---------- GIVEN TEXT

GLAAD has already done some work with trans communities, including their partnership in the "I AM" series, and their involvement in the campaign to help Coy Mathis use her preferred bathroom at school. Those are certainly campaigns to be proud of, and campaigns that will hopefully have a far reaching impact. But to do more, GLAAD is going to have to grasp that trans people are part of a movement that has neglected them and thrown them under the LGBT bus for too long. GLAAD is going to have to go beyond simply employing trans people or putting them on stage at an awards show -- GLAAD will have to listen to their voices, their varied experiences, and make all kinds of trans people visible in their campaigns (including those who don't medically transition, those who aren't white, and those who don't present as gender normative).

GLAAD's ability to jump on the trans rights bandwagon is easy enough because they've already shown they can and that they care. What they've yet to show is how they'll do so without repeating the mistakes the cis LBG and straight people routinely make, such as othering, exoticizing, and stereotyping trans people. Trans people are not a prop for cisgender LGB and straight people with savior complexes. Trans people have agency and advocate for their own concerns, as they have been doing for decades, with or without the support of cis LGB and straight people. The hope is that with GLAAD's name change, true inclusivity and genuine allying will follow.

--------------------
---------- EXERCISE DATA

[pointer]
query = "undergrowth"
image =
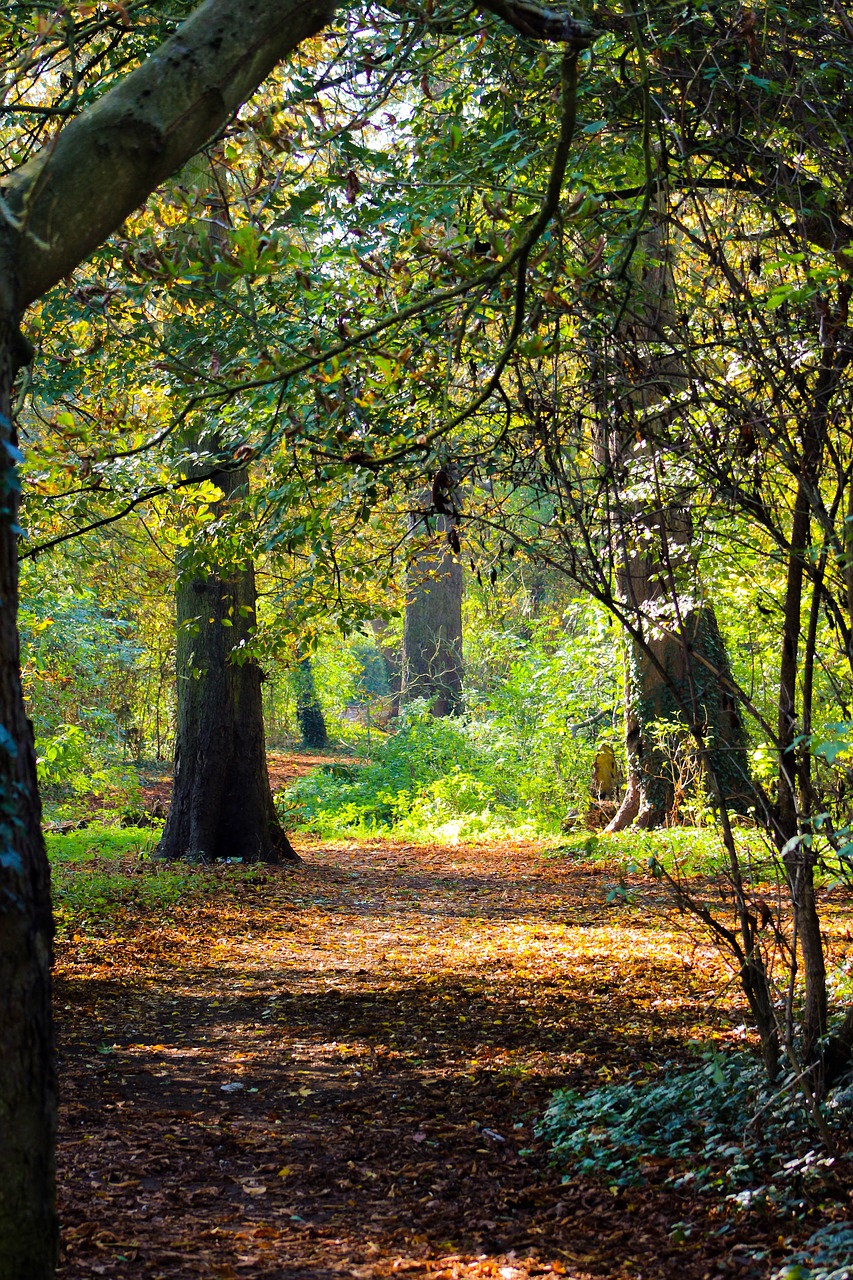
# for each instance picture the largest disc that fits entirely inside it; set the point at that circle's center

--------------------

TASK REQUIREMENTS:
1) Answer these questions about the GLAAD text:
(a) Whose effort to use her preferred bathroom at school did GLAAD campaign for?
(b) What is the name of the series in which GLAAD took part as a partner?
(c) According to the text, what should follow GLAAD's name change?
2) Write down the part of the GLAAD text starting at "GLAAD has already" and ending at "as gender normative).", word for word.

RESULTS IN ORDER:
1)
(a) Coy Mathis
(b) The "I AM" series
(c) True inclusivity and genuine allying

2)
GLAAD has already done some work with trans communities, including their partnership in the "I AM" series, and their involvement in the campaign to help Coy Mathis use her preferred bathroom at school. Those are certainly campaigns to be proud of, and campaigns that will hopefully have a far reaching impact. But to do more, GLAAD is going to have to grasp that trans people are part of a movement that has neglected them and thrown them under the LGBT bus for too long. GLAAD is going to have to go beyond simply employing trans people or putting them on stage at an awards show -- GLAAD will have to listen to their voices, their varied experiences, and make all kinds of trans people visible in their campaigns (including those who don't medically transition, those who aren't white, and those who don't present as gender normative).